● Provided data
------
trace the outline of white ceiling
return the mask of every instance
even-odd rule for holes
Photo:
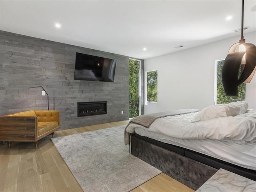
[[[250,27],[244,31],[246,40],[246,33],[256,31],[256,12],[250,11],[256,0],[244,1],[244,26]],[[232,30],[241,27],[241,4],[0,0],[0,30],[146,59],[240,35]],[[230,15],[233,18],[227,21]],[[60,29],[54,27],[56,22]],[[180,45],[184,47],[174,48]]]

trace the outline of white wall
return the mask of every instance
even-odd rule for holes
[[[256,32],[245,34],[244,38],[256,44]],[[146,104],[144,113],[214,104],[215,61],[224,59],[240,39],[238,36],[145,60],[145,71],[158,70],[158,95],[157,103]],[[256,109],[256,74],[246,88],[249,108]]]

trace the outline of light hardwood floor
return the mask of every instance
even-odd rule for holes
------
Swap each "white" for "gray" throughout the records above, changing nothing else, and leave out the pictures.

● Response
trace the outline of gray ceiling
return the mask of every instance
even-odd rule for holes
Photo:
[[[250,27],[244,31],[246,40],[246,33],[256,31],[256,12],[250,11],[256,0],[244,1],[244,26]],[[232,30],[241,27],[241,4],[0,0],[0,30],[146,59],[240,35]],[[230,15],[233,18],[227,21]],[[60,29],[54,27],[56,22]],[[180,45],[184,47],[174,48]]]

trace the outline of gray wall
return the mask of every instance
even-odd rule for holes
[[[256,32],[245,34],[244,38],[256,44]],[[146,104],[144,113],[214,104],[215,61],[224,59],[240,39],[238,36],[145,60],[145,71],[158,70],[158,95],[157,103]],[[256,109],[256,74],[246,88],[249,108]]]

trace the outline of light hardwood floor
return the mask of every instance
even-odd rule for holes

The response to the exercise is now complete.